**TASK OBJECTIVE**
Reproduce the records below word for word, from the line containing "For each instance of the dark" to the line containing "pixel 582 725", including both of those lines.

**AVAILABLE RECORDS**
::::::::::

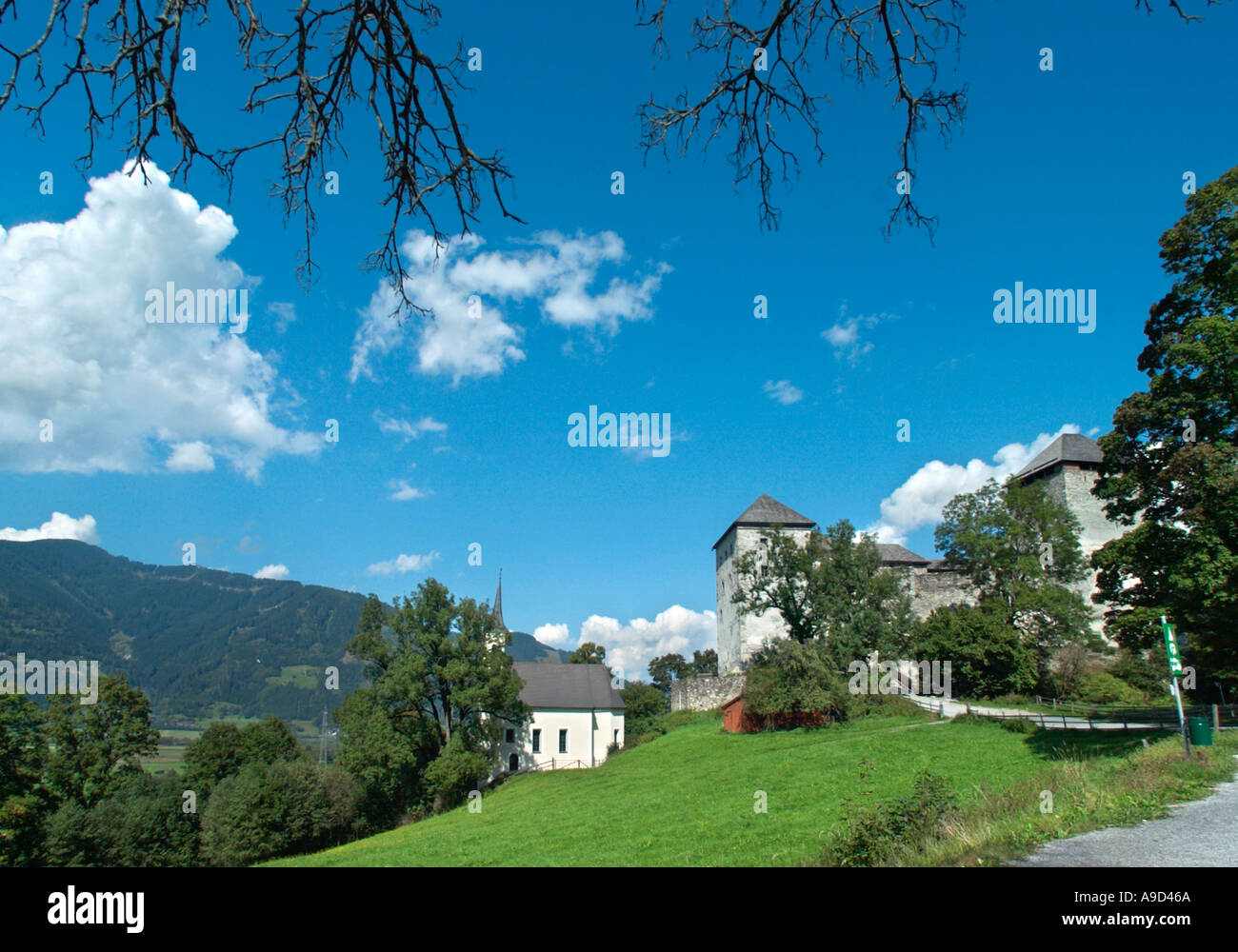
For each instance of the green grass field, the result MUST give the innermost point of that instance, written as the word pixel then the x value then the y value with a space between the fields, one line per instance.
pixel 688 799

::::::::::

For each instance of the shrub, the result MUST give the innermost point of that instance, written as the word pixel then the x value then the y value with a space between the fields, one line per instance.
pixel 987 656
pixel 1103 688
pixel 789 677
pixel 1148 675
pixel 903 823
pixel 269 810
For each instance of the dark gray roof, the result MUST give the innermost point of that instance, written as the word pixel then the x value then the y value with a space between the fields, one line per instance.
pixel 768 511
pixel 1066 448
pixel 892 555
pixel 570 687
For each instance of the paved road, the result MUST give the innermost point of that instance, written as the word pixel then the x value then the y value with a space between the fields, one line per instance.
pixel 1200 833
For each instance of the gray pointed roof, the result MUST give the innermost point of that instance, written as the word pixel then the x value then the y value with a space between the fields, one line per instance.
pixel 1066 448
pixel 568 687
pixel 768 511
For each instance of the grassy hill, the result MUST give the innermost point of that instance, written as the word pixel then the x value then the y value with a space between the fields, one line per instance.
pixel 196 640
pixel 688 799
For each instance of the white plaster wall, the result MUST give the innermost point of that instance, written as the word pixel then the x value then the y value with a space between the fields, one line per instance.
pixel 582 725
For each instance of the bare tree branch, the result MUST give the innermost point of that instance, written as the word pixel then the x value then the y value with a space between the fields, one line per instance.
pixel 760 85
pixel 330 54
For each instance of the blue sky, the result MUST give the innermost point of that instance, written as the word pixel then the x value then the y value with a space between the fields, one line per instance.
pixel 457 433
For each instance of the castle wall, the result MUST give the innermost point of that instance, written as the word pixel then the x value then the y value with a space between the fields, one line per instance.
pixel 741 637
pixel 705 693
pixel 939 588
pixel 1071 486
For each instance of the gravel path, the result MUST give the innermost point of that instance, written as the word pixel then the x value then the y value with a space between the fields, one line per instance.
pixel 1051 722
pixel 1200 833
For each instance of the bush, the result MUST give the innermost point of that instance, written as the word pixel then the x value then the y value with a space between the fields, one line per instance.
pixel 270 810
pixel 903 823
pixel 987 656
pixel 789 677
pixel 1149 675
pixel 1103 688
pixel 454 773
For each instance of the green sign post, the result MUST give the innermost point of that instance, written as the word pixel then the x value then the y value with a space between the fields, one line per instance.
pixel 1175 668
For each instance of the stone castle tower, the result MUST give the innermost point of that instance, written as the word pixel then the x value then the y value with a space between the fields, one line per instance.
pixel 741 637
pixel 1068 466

::::::::::

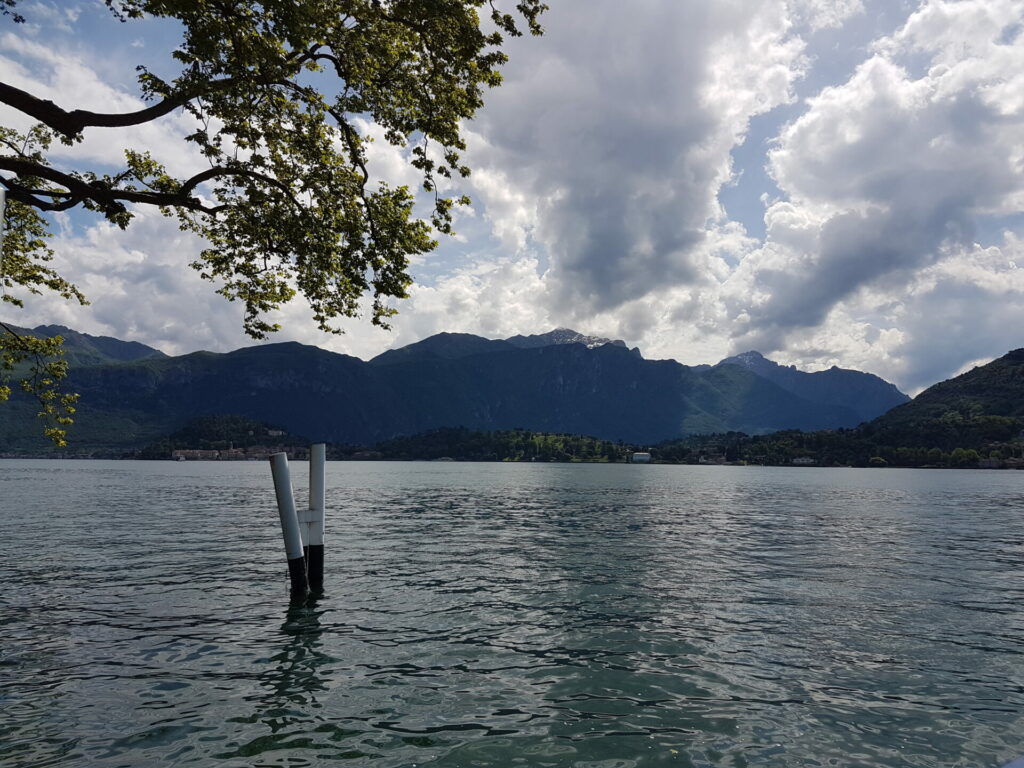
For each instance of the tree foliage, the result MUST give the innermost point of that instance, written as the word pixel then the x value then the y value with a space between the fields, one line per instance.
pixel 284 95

::::::::::

**RESPONSE TO THIS TASK**
For each instance of the dark gray roof, the result MUST give the innermost point of that instance, written as the word pixel then the x value then the y value with a space between the fields, one line per instance.
pixel 768 511
pixel 1066 448
pixel 892 555
pixel 570 687
For each instance of the paved road, the result MUST give the innermost point of that instance, written as the word pixel then the x value then the y value with a space between the fields, one line per instance.
pixel 1200 833
For each instance of the gray pointed roof, the result MUST give the innermost point of that instance, written as the word pixel then the x value then the y value with a space between the fields, one line per instance.
pixel 1066 448
pixel 568 687
pixel 768 511
For each instance of the grassy hill, the result MUST give the innermost point of that instance, written as the word pixel then the x value then the y value with a space between the fields, one line per instance.
pixel 196 640
pixel 688 799
For each instance of the white plaster wall, the result MUST give the innermost point of that instance, written as the word pixel then the x value then the y value with a space between the fields, one line per instance.
pixel 582 725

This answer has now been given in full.